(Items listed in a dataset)
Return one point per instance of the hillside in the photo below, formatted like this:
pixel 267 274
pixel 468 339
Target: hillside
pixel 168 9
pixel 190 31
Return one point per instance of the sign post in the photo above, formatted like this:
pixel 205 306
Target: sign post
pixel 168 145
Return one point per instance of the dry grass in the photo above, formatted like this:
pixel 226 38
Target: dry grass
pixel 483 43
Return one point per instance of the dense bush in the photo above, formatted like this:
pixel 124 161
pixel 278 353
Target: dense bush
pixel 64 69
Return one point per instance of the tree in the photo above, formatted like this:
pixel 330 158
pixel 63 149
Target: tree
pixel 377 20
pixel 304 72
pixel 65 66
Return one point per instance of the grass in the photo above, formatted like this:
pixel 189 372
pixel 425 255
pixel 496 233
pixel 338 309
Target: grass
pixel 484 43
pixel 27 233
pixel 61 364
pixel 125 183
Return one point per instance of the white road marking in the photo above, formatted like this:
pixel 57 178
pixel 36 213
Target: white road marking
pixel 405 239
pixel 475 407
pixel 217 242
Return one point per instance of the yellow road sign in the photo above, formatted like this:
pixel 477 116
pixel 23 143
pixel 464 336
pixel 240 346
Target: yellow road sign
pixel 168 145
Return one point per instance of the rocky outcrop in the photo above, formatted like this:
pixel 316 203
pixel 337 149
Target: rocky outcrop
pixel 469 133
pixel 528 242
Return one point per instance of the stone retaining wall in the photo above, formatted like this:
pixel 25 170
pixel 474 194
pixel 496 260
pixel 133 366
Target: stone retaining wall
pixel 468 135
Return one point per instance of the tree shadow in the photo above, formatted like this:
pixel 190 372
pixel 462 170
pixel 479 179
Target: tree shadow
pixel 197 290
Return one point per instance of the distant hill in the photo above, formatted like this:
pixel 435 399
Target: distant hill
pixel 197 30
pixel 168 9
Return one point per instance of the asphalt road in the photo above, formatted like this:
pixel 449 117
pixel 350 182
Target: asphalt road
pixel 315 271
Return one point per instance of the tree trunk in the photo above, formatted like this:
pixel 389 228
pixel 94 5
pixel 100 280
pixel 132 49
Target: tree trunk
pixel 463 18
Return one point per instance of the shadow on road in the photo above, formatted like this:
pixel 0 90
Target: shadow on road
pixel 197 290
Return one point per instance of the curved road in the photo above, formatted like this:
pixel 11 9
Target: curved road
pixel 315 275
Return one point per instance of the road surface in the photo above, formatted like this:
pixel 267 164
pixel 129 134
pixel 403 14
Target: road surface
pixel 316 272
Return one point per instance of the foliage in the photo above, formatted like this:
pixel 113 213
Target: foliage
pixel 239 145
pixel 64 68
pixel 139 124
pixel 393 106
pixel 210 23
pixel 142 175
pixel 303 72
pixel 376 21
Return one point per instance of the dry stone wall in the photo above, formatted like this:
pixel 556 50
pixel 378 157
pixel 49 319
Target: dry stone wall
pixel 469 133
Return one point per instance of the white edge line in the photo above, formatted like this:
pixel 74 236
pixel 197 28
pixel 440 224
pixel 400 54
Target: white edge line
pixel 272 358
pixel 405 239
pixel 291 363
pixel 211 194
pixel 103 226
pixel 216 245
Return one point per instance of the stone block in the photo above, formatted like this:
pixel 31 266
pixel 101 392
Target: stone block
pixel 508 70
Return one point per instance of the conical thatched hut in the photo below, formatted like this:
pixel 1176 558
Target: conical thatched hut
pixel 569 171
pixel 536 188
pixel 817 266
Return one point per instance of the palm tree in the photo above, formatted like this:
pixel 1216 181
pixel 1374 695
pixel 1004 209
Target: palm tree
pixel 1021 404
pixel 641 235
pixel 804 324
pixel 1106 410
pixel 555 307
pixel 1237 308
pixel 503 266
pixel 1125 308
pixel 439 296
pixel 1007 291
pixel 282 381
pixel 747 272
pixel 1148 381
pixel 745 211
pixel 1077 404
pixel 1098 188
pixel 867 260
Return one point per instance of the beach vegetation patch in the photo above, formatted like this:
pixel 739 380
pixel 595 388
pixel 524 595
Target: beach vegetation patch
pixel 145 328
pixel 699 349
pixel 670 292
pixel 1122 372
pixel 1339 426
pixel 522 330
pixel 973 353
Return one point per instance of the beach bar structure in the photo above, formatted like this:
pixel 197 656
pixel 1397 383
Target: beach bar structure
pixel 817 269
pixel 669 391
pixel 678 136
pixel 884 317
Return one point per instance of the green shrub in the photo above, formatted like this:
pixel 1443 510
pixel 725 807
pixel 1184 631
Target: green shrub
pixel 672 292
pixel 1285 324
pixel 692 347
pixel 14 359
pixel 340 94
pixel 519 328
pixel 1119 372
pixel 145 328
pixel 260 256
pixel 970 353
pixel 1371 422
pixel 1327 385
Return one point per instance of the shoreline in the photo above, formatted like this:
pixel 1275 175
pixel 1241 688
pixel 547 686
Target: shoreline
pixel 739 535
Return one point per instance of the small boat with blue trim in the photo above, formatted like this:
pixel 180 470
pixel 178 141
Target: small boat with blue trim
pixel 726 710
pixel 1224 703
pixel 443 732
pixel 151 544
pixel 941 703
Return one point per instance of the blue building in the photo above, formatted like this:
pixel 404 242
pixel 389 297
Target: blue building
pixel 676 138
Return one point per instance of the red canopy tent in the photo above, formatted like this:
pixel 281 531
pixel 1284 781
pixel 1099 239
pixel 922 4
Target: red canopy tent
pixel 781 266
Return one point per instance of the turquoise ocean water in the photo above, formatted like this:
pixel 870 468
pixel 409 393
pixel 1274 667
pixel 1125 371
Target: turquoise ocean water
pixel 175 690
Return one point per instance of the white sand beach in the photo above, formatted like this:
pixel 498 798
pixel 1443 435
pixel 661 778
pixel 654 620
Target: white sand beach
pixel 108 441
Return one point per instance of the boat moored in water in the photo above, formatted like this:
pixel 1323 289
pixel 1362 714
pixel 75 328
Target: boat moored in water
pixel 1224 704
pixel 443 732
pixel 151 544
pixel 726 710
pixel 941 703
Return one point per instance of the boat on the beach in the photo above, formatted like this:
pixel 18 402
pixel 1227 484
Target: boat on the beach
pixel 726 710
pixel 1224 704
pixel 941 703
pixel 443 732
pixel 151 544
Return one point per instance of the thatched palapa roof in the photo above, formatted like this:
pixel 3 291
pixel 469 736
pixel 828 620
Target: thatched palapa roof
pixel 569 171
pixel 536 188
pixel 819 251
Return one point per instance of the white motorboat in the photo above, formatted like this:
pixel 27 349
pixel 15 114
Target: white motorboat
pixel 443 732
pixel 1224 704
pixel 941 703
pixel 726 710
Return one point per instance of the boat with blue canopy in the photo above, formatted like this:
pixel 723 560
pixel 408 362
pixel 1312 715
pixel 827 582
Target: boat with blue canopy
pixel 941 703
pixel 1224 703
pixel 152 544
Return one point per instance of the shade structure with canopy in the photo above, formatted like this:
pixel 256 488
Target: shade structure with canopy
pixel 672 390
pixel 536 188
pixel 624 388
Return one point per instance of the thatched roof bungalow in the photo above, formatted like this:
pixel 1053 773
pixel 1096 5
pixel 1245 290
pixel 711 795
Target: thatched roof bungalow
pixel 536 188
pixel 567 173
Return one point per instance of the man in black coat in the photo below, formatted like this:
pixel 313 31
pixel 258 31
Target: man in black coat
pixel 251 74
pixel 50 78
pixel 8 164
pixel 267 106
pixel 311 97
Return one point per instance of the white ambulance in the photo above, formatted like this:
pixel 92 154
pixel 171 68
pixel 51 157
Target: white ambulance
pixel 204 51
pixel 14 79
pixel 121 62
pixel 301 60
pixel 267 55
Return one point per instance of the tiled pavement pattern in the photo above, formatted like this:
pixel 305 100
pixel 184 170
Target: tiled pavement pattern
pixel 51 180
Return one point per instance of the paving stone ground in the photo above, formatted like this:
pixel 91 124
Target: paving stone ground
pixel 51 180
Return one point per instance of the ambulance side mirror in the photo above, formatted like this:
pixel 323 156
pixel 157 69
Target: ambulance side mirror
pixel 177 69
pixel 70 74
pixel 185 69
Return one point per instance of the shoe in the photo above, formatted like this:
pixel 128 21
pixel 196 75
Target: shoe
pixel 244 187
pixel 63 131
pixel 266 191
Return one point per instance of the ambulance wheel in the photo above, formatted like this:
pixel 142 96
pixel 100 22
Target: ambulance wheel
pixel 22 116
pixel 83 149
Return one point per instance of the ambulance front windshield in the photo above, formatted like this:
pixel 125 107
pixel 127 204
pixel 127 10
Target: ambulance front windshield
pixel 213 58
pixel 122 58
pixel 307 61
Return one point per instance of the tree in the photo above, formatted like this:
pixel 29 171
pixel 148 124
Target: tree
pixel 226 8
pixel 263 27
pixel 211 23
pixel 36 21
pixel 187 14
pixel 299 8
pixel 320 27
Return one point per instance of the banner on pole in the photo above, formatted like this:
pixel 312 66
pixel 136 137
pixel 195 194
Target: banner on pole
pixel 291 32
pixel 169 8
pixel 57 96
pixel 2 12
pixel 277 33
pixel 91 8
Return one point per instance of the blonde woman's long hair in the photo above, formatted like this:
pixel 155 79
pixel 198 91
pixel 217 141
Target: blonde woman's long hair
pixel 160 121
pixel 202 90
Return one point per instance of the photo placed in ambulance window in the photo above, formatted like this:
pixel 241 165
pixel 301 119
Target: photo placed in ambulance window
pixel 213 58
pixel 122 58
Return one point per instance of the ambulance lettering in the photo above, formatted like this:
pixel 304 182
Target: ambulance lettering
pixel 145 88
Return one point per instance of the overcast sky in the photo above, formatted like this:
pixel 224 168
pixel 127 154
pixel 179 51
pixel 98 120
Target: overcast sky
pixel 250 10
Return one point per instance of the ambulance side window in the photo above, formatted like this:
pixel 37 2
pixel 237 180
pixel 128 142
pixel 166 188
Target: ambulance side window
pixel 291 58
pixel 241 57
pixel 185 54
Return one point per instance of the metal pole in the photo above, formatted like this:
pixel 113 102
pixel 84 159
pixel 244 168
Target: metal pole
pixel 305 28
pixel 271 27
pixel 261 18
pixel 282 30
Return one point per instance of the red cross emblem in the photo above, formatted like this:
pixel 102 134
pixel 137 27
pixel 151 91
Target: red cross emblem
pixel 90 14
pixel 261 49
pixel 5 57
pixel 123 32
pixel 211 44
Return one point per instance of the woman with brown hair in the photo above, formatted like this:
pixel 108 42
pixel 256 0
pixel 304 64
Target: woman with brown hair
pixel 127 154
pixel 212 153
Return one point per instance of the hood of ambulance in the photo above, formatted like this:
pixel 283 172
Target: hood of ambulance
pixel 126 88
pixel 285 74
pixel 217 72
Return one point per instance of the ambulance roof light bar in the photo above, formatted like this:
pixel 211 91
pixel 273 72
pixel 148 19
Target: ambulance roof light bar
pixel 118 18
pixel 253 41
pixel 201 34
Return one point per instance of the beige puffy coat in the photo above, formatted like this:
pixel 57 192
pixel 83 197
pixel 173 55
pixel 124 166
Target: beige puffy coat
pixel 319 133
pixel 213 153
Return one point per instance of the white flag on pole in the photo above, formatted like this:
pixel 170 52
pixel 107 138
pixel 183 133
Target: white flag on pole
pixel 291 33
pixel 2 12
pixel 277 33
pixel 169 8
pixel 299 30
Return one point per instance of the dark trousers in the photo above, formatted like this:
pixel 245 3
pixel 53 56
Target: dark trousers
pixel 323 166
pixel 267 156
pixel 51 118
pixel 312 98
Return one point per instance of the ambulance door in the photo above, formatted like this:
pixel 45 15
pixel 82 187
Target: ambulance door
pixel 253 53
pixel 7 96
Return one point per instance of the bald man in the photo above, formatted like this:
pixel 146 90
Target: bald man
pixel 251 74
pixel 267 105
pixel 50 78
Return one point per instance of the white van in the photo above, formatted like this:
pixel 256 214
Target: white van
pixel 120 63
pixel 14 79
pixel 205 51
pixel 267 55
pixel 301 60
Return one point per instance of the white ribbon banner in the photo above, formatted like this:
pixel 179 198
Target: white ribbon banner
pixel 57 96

_WHAT TO PRODUCE_
Please rewrite the stretch from the start of the records through the line containing "pixel 483 43", substituting "tall grass" for "dry grass" and leaving everything else unchanged.

_FULL RESPONSE_
Return one point per instance of the hillside in the photo below, formatted like this:
pixel 267 274
pixel 468 339
Target: hillside
pixel 168 9
pixel 190 31
Return one point per instance of the sign post in the photo above, formatted like this:
pixel 205 306
Target: sign post
pixel 168 145
Return one point per instance of the tall grass in the photo above, formatted like this:
pixel 226 38
Target: tall grass
pixel 483 43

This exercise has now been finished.